=== WHAT TO DO ===
The answer is every record that follows, printed exactly.

=== RECORDS SUPPLIED ===
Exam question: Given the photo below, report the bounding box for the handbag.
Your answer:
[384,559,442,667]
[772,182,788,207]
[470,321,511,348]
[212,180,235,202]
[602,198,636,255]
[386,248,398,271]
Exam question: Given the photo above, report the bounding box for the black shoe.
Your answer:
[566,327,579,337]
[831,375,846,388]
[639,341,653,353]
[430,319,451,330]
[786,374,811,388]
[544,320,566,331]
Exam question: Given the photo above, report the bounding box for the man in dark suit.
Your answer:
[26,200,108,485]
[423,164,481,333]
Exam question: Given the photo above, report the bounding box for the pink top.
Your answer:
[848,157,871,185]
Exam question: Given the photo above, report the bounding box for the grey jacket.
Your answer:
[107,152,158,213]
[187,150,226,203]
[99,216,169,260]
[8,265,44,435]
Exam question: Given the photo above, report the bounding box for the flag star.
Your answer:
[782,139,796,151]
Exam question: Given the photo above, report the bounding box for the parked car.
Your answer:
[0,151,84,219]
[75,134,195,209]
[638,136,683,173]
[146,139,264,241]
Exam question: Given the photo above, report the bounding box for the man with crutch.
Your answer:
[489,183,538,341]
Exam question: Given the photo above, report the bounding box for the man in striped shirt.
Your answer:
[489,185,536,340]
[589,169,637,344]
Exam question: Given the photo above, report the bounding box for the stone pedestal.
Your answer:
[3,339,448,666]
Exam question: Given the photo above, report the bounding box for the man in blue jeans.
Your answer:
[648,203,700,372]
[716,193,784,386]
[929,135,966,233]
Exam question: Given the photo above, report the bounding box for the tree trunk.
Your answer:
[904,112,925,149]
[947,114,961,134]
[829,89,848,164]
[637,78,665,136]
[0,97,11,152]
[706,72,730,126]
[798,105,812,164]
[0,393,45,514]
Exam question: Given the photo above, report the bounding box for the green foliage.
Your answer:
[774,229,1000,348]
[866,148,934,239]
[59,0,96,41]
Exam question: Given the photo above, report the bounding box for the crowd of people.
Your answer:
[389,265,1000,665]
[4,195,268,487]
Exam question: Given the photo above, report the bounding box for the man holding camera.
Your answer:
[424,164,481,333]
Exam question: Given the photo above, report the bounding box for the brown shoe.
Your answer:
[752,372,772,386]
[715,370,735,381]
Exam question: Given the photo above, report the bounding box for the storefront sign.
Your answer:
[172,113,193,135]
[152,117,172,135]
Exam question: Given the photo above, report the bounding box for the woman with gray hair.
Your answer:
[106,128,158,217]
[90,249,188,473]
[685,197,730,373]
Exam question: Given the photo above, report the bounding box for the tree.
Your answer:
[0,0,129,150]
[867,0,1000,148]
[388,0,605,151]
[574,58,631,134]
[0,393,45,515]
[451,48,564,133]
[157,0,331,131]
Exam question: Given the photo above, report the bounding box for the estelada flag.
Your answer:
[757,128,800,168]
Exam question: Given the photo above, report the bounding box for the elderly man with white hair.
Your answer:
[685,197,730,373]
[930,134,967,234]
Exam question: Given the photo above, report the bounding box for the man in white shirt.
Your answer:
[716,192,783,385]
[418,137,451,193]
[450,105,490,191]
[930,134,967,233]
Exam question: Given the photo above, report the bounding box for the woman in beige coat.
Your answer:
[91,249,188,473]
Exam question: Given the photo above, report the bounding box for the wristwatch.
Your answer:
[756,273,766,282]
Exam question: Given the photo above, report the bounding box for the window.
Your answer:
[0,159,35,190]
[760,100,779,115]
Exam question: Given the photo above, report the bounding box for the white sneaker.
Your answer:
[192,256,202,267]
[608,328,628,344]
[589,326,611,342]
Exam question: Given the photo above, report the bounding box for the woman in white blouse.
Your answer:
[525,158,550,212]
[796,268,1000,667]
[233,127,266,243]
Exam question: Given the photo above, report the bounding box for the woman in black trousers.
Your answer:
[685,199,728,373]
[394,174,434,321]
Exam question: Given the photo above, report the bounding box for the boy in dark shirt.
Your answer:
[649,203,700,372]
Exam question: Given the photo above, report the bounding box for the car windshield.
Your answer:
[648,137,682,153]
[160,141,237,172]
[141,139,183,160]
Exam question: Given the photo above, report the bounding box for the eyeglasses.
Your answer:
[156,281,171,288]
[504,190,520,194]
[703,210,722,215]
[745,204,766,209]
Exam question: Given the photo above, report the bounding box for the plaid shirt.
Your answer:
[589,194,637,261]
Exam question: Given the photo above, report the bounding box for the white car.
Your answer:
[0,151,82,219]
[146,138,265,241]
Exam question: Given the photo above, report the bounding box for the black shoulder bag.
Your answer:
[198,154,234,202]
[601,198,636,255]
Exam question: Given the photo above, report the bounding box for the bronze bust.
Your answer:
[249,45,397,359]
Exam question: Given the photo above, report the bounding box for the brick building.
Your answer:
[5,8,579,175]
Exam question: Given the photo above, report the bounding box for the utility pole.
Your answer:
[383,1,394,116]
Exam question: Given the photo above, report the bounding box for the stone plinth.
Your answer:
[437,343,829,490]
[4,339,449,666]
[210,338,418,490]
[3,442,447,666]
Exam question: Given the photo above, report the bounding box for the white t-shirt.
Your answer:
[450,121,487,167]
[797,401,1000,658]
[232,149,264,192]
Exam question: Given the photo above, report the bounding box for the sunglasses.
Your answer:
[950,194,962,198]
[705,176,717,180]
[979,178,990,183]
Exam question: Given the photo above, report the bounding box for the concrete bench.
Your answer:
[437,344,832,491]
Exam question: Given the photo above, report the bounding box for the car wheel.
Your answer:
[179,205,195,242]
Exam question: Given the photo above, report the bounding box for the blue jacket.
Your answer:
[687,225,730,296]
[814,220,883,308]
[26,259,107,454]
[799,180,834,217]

=== TASK RESPONSE ===
Exam question: Given the photo below, report the bounding box for the handbag.
Your answer:
[384,559,442,667]
[772,182,788,207]
[470,321,511,348]
[212,180,235,202]
[602,198,636,255]
[386,248,398,271]
Exam question: Given the photo above, report the bounding box for the black shoe.
Your answer:
[566,327,579,337]
[831,375,846,388]
[639,341,653,353]
[430,319,451,330]
[786,374,811,388]
[544,320,566,331]
Exam question: Given the photo above, report the bounding box for the man in dark suit.
Your answer:
[26,200,108,485]
[423,164,481,333]
Exam question: Given the photo above, report the bounding box for the pink top.
Your answer:
[848,157,871,185]
Exam question: Given the photo above, report the bounding box for the grey jacket.
Your answer:
[107,152,158,213]
[187,150,226,203]
[99,216,169,260]
[8,265,44,435]
Exam question: Given the photo above, report the bounding box for the flag star.
Your answer:
[782,139,796,151]
Exam question: Given the photo above, report the bounding box for the parked car.
Your answer:
[0,151,84,219]
[75,134,195,209]
[638,136,683,173]
[146,139,264,241]
Exam question: Given the photo above, report the bounding box for the man with crutch.
Your answer:
[489,183,538,341]
Exam question: Given the photo above, report the bounding box for the man in striped shirt.
Your answer:
[489,185,536,340]
[589,169,637,344]
Exam question: Given the photo above, report the bounding box for the stone pedestal.
Your answer:
[3,339,448,666]
Exam question: Given the photo above, report the bounding box for the man in blue jeans.
Your answer:
[648,203,700,372]
[716,193,784,386]
[929,135,966,233]
Exam question: Given the photo above, report the bounding box for the tree trunk.
Your answer:
[904,112,925,149]
[947,114,961,134]
[829,89,848,164]
[637,78,665,136]
[0,97,11,152]
[706,72,730,126]
[798,105,812,164]
[0,393,45,514]
Exam question: Given the photo above, report the bounding box for the green foliage.
Your answer:
[774,229,1000,348]
[866,148,934,239]
[59,0,96,41]
Exam question: Given the photo above, report the bounding box for the crowd of people.
Your answer:
[389,265,1000,665]
[4,195,268,487]
Exam question: Given the photo above, report the bounding box for the man holding camera.
Your answer:
[424,164,481,333]
Exam question: Given the photo above, report the bounding box for the brown shoe.
Your answer:
[752,372,772,386]
[715,370,735,381]
Exam question: Given the photo above, report the bounding box for the storefront sign.
Your answer:
[172,113,193,135]
[152,117,172,135]
Exam question: Given the photo above, report the bounding box for the woman with gray hair.
Your answer:
[106,128,158,217]
[90,249,188,473]
[685,197,730,373]
Exam question: Given the photo above, report the bounding box for the tree.
Your answer:
[0,0,129,150]
[867,0,1000,148]
[388,0,605,151]
[574,58,631,134]
[0,393,45,515]
[451,48,564,133]
[157,0,331,131]
Exam question: Given the photo above, report the bounding box for the estelada flag.
Your answer:
[757,128,800,168]
Exam question: Given the photo above, report the bounding box for the elderly man with white hair.
Your answer:
[685,197,730,373]
[930,134,967,234]
Exam question: Given the photo above, report the bounding box for the man in white shirt.
Your answer:
[716,192,783,385]
[418,137,451,193]
[450,105,490,191]
[930,134,967,233]
Exam question: Given the photo above, report the bounding box for the woman in beige coat.
Your answer:
[91,249,188,473]
Exam question: Given the photo above, report the bounding box for the wristwatch.
Your answer:
[756,273,766,282]
Exam question: Given the photo above, report the bounding box for the window.
Your answer:
[0,159,35,190]
[760,100,779,115]
Exam question: Given the photo above, report the bounding box for the white sneaker.
Your answer:
[192,256,202,267]
[608,328,628,344]
[589,326,611,342]
Exam question: Given the photo above, report the bounding box for the woman in white blouse.
Your answer:
[525,158,550,212]
[796,268,1000,667]
[233,127,266,243]
Exam question: Given the photo above, report the bounding box for the woman in black trousers.
Your answer:
[685,199,728,373]
[394,174,434,321]
Exam question: Given the photo above, report the bounding box for the boy in dark shirt.
Your answer:
[649,203,700,372]
Exam question: Given the photo above, report the bounding box for the car windshield.
Your answer:
[648,137,682,153]
[160,141,237,172]
[141,139,183,160]
Exam question: Given the photo above, report the bounding box for the eyeglasses.
Your answer:
[156,281,171,288]
[504,190,520,194]
[703,210,722,215]
[745,204,766,209]
Exam question: Given the photo above, report the bounding box for the plaid shirt.
Your answer:
[589,194,637,261]
Exam question: Given the photo above, report the bounding box for the white car.
Your answer:
[0,151,82,219]
[146,138,265,241]
Exam question: Given the photo above, report the bounding box for the black shoulder bag.
Your answer:
[198,154,234,202]
[601,198,636,255]
Exam question: Given the photo above, report the bounding box for the bronze bust.
Your answer:
[249,45,397,359]
Exam question: Given the photo above, report the bounding box for the brick building.
Your answer:
[5,8,579,175]
Exam question: Given the photo above, report the bounding box for the utility pole.
Your answer:
[383,1,394,116]
Exam question: Given the photo above, report the bounding box for the stone plinth.
Your answer:
[437,343,829,490]
[4,339,449,666]
[210,338,418,490]
[3,442,447,666]
Exam question: Given the photo above, report the bounding box for the white t-shirt.
Your answer:
[450,121,487,167]
[797,401,1000,658]
[232,149,264,192]
Exam question: Given the photo above, report the bounding box for the sunglasses.
Your answer:
[950,194,962,198]
[705,176,717,180]
[979,178,990,183]
Exam question: Given the photo above, report the bounding box for the concrete bench.
Your answer:
[437,344,832,491]
Exam question: Given the photo above, report the bounding box for the car wheel.
Your answer:
[179,205,195,242]
Exam question: Given the photo above, report the bounding box for the blue jacket.
Your answer:
[687,225,730,296]
[814,220,883,308]
[26,259,107,454]
[799,180,834,217]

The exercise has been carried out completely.